What you should do
Through the last line of the entries, please copy every line exactly, starting with the one that contains "the blue and".

Region pointing data:
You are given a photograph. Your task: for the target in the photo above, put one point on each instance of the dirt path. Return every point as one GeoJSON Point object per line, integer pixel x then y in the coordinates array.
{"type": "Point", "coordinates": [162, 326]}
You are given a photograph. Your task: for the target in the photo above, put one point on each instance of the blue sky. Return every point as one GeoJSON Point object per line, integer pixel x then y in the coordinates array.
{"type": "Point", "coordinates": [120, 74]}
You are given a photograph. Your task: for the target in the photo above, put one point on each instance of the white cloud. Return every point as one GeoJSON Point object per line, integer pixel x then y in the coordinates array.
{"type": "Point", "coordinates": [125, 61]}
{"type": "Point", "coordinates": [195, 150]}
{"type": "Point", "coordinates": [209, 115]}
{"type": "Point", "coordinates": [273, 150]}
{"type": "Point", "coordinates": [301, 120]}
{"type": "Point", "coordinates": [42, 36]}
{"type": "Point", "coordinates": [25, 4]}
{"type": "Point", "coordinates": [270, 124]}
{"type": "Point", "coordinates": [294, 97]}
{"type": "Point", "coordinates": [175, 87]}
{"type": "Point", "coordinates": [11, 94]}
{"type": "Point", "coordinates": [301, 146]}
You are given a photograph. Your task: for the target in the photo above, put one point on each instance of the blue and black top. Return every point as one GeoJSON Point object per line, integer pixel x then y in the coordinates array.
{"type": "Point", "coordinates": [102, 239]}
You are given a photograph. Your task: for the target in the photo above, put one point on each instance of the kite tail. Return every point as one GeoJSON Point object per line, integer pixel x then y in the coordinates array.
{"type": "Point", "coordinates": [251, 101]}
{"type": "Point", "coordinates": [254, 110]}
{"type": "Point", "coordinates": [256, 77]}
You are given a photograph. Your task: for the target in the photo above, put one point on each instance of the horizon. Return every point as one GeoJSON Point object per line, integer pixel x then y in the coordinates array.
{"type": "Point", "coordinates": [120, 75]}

Answer space
You are given a photograph. Your task: for the target in the photo above, put one point on each instance of the blue and black top. Return every point as one GeoJSON Point object per line, integer pixel x then y in the coordinates array.
{"type": "Point", "coordinates": [102, 239]}
You are given a photograph. Your task: for the target in the photo above, put one point on each instance of the kite tail. Return every point as one GeoJSON Point object per line, integer pixel x then y in the coordinates array.
{"type": "Point", "coordinates": [251, 101]}
{"type": "Point", "coordinates": [254, 110]}
{"type": "Point", "coordinates": [256, 77]}
You are given a photograph. Your task: for the target in the photo above, put one point on each instance of the horizon. Return every point as one GeoJSON Point object per line, integer pixel x then y in the coordinates array.
{"type": "Point", "coordinates": [120, 75]}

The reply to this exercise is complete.